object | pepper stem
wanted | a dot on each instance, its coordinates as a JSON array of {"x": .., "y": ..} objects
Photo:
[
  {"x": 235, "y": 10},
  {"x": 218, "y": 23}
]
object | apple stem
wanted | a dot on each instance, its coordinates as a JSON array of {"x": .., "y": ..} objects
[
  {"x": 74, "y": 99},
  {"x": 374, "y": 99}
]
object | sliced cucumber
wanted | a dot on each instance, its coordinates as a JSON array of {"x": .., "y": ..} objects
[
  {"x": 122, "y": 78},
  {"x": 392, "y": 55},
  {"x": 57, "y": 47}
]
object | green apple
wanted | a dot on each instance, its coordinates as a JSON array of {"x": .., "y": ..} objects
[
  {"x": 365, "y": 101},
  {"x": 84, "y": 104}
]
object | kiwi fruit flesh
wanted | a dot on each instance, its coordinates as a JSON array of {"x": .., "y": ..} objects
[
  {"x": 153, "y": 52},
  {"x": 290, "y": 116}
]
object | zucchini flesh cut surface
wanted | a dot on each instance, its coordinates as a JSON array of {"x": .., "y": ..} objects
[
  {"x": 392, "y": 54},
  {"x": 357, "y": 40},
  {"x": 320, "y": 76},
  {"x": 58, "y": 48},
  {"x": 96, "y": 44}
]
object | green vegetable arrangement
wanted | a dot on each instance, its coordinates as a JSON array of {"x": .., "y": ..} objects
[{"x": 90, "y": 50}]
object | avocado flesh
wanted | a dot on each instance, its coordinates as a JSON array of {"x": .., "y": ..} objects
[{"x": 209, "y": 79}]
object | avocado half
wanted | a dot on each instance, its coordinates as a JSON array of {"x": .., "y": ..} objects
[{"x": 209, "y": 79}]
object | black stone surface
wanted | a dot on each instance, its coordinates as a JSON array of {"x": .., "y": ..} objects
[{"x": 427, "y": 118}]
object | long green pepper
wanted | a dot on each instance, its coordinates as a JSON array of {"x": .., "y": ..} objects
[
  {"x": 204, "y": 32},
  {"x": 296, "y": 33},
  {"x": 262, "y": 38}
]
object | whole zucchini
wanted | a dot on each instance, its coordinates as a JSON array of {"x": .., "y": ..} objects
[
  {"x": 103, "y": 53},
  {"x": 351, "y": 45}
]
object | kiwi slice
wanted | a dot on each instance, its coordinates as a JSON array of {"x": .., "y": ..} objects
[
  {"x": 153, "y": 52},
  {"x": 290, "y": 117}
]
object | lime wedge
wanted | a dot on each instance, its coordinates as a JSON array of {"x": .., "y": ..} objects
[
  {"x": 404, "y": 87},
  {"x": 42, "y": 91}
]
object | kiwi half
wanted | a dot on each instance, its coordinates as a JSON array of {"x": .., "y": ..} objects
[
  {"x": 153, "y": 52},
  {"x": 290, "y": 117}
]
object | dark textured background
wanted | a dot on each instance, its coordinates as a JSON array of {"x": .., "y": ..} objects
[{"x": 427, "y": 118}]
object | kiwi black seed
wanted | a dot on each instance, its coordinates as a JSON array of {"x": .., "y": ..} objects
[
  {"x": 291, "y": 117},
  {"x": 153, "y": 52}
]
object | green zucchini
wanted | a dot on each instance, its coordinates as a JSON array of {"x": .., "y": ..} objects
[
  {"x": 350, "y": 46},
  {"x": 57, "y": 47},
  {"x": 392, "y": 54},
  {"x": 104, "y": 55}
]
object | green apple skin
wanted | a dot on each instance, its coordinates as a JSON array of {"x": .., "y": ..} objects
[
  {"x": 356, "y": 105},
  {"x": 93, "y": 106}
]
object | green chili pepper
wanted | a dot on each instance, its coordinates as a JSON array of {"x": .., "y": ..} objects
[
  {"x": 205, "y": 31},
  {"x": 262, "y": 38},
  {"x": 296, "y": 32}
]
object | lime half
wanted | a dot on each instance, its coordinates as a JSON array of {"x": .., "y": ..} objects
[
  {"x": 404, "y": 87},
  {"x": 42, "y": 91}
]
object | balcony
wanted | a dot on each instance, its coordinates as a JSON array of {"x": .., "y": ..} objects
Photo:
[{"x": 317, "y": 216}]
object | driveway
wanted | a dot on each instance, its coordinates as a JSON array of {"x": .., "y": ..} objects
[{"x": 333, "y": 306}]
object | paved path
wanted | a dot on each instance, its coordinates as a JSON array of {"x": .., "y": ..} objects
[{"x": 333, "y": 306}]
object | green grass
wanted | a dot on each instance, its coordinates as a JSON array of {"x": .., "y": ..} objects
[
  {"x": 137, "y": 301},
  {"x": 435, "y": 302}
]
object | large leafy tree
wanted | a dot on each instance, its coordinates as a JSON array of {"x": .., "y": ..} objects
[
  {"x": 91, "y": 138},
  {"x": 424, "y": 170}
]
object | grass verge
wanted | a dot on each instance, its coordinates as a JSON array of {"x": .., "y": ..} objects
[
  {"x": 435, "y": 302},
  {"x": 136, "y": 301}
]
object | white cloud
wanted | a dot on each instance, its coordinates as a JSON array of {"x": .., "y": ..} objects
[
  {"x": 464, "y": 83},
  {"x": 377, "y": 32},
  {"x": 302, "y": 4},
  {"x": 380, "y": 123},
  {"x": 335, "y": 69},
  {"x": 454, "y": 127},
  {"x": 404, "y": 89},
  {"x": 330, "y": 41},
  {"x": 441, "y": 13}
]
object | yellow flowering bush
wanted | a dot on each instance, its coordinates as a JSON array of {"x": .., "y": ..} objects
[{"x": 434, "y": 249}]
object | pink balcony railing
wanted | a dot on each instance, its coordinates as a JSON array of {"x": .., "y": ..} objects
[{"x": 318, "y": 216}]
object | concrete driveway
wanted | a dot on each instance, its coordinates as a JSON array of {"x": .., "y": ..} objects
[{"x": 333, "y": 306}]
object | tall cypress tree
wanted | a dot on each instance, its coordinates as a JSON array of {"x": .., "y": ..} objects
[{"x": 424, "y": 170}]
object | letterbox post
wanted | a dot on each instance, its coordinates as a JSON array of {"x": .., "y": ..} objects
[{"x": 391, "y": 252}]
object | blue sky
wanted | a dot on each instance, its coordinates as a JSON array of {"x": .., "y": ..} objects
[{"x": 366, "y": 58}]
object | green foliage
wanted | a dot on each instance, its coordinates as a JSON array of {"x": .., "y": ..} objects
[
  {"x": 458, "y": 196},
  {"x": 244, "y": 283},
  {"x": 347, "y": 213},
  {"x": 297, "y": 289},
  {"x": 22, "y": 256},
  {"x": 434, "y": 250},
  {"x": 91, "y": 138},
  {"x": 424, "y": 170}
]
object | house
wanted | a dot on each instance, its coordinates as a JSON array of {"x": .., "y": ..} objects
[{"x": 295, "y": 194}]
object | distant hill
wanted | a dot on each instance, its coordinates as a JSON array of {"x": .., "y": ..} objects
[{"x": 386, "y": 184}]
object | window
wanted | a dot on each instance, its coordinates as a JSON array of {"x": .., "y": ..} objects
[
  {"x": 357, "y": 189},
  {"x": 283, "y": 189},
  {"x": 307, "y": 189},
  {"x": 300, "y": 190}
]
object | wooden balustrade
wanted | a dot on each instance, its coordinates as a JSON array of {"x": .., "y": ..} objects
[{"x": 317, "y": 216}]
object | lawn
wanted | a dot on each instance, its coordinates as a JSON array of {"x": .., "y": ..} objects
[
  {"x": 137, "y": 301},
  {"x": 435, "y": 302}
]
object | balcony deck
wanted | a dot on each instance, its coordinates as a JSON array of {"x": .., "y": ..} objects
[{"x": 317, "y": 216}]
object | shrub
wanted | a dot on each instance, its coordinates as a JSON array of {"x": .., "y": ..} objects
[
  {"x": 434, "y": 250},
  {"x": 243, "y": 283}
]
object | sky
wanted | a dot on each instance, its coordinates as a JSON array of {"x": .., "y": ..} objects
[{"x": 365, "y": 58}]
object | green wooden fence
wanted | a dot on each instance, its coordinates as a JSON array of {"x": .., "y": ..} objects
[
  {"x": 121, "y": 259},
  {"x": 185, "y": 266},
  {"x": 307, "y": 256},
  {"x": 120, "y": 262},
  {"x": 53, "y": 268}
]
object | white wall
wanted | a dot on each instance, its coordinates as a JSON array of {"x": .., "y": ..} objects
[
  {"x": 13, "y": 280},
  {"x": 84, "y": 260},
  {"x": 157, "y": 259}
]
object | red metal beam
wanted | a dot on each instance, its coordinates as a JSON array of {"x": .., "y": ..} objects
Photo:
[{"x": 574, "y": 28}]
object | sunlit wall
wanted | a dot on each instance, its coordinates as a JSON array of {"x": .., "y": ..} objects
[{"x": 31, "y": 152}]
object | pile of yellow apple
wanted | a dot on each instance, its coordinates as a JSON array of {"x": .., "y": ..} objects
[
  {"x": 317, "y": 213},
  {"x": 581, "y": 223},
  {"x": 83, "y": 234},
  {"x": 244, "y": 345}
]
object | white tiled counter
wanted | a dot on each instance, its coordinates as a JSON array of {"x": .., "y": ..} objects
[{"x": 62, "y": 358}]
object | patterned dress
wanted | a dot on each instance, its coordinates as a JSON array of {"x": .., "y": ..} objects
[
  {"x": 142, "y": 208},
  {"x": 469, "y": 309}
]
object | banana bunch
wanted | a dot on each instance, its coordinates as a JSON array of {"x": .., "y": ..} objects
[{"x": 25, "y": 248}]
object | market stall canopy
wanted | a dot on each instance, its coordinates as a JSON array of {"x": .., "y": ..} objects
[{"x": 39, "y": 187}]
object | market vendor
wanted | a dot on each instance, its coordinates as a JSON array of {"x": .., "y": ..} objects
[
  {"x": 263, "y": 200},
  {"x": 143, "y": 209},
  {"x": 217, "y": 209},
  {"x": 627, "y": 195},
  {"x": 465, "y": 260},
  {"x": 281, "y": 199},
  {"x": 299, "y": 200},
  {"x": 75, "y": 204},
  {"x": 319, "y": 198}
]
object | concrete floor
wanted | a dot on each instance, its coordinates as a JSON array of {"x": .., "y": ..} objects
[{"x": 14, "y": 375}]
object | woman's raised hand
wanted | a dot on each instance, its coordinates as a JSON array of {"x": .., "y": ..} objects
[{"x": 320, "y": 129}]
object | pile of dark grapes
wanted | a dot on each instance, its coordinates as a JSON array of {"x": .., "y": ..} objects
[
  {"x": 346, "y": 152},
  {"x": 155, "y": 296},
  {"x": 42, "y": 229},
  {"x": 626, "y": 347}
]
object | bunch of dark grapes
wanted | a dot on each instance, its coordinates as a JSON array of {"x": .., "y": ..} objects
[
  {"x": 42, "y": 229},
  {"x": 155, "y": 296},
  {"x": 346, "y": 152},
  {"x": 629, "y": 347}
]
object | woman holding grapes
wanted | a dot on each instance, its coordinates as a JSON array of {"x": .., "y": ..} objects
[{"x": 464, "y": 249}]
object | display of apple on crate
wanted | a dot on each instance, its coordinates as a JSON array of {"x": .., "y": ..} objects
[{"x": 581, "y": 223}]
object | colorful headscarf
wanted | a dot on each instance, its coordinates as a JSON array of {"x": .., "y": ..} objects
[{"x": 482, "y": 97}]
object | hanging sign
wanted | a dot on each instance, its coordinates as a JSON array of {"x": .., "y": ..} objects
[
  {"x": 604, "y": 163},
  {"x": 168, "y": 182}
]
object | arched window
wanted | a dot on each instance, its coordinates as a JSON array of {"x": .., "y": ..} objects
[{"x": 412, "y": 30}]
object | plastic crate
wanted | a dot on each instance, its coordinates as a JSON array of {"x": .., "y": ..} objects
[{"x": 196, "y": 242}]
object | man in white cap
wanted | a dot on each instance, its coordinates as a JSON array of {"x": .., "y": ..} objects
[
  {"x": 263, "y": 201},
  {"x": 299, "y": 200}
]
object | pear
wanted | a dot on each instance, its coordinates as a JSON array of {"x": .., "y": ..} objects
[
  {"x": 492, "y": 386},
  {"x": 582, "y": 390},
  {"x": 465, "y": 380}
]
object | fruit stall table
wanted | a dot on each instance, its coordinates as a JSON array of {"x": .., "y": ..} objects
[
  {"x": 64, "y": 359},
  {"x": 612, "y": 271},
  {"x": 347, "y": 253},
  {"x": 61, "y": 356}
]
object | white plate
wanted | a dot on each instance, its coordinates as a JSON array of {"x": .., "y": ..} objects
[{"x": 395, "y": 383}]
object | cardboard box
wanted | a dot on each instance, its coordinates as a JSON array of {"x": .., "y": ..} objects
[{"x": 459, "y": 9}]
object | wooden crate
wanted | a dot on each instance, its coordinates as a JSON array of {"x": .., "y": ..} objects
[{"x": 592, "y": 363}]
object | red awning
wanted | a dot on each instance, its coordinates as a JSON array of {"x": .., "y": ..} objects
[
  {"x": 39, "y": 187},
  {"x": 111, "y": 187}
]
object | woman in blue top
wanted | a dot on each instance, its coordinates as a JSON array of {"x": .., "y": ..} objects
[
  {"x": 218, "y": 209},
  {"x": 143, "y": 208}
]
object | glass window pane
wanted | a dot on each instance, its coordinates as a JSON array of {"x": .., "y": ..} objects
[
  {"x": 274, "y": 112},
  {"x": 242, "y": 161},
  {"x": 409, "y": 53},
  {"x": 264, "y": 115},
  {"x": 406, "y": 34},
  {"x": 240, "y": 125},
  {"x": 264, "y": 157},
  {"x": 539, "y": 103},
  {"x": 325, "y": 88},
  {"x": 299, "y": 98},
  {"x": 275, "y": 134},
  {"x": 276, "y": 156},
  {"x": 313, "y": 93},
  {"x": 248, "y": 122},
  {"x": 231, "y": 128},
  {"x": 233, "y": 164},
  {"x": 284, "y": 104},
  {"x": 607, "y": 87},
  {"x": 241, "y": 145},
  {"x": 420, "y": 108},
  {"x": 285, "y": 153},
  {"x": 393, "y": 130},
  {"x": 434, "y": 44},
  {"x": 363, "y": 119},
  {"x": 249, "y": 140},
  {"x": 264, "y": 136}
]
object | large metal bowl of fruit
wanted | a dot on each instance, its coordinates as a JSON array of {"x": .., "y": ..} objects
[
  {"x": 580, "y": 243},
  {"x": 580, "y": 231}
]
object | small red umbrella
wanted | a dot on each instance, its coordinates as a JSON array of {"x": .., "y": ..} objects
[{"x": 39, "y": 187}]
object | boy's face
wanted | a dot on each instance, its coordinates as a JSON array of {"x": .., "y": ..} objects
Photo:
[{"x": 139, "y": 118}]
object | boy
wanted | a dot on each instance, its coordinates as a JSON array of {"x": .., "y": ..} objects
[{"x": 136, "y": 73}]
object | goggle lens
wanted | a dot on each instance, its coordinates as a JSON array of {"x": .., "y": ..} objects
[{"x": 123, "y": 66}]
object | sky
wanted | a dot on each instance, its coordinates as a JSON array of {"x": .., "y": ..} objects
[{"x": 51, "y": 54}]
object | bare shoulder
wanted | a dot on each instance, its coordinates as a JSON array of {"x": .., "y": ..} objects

------------------------------------------------------------

> [WHAT YOU WILL DO] Through the last line of the entries above, beginning at the line containing "object | wooden crate", transcribe each line exactly, both ends included and nothing more.

> [SOLUTION BELOW]
object | wooden crate
wanted | a dot on each instance, its coordinates as a JSON array of {"x": .., "y": ..} objects
[{"x": 592, "y": 363}]
object | red awning
wanted | a dot on each instance, its coordinates as a JSON array of {"x": .., "y": ..} objects
[
  {"x": 39, "y": 187},
  {"x": 111, "y": 187}
]
object | woman in blue top
wanted | a dot on each instance, its coordinates as a JSON array of {"x": .., "y": ..} objects
[
  {"x": 218, "y": 209},
  {"x": 143, "y": 208}
]
object | glass window pane
wanted | a dot on each instance, its coordinates as a JSON array of {"x": .., "y": ..} objects
[
  {"x": 274, "y": 112},
  {"x": 242, "y": 161},
  {"x": 409, "y": 53},
  {"x": 264, "y": 115},
  {"x": 406, "y": 34},
  {"x": 240, "y": 125},
  {"x": 264, "y": 157},
  {"x": 539, "y": 103},
  {"x": 325, "y": 88},
  {"x": 299, "y": 98},
  {"x": 275, "y": 134},
  {"x": 276, "y": 156},
  {"x": 313, "y": 93},
  {"x": 248, "y": 122},
  {"x": 231, "y": 128},
  {"x": 233, "y": 164},
  {"x": 284, "y": 104},
  {"x": 607, "y": 87},
  {"x": 241, "y": 145},
  {"x": 420, "y": 108},
  {"x": 285, "y": 153},
  {"x": 393, "y": 130},
  {"x": 434, "y": 44},
  {"x": 363, "y": 119},
  {"x": 249, "y": 140},
  {"x": 264, "y": 136}
]
object | large metal bowl of fruit
wanted | a dot on each instance, its coordinates as a JSON array of {"x": .., "y": ..} objects
[
  {"x": 580, "y": 243},
  {"x": 580, "y": 231}
]
object | small red umbrella
wanted | a dot on each instance, its coordinates as a JSON array of {"x": .., "y": ..} objects
[{"x": 39, "y": 187}]
object | boy's face
wanted | a dot on each instance, its coordinates as a JSON array of {"x": .., "y": ..} objects
Photo:
[{"x": 139, "y": 118}]
object | boy
wanted | a dot on each instance, its coordinates as a JSON array of {"x": .., "y": ..} objects
[{"x": 136, "y": 73}]
object | goggle lens
wanted | a dot on each instance, its coordinates as a JSON array of {"x": .., "y": ..} objects
[{"x": 123, "y": 66}]
object | sky
wanted | a dot on each instance, its coordinates as a JSON array of {"x": .., "y": ..} objects
[{"x": 51, "y": 54}]
object | bare shoulder
wanted | a dot on each instance, its coordinates as a JSON array of {"x": .., "y": ..} objects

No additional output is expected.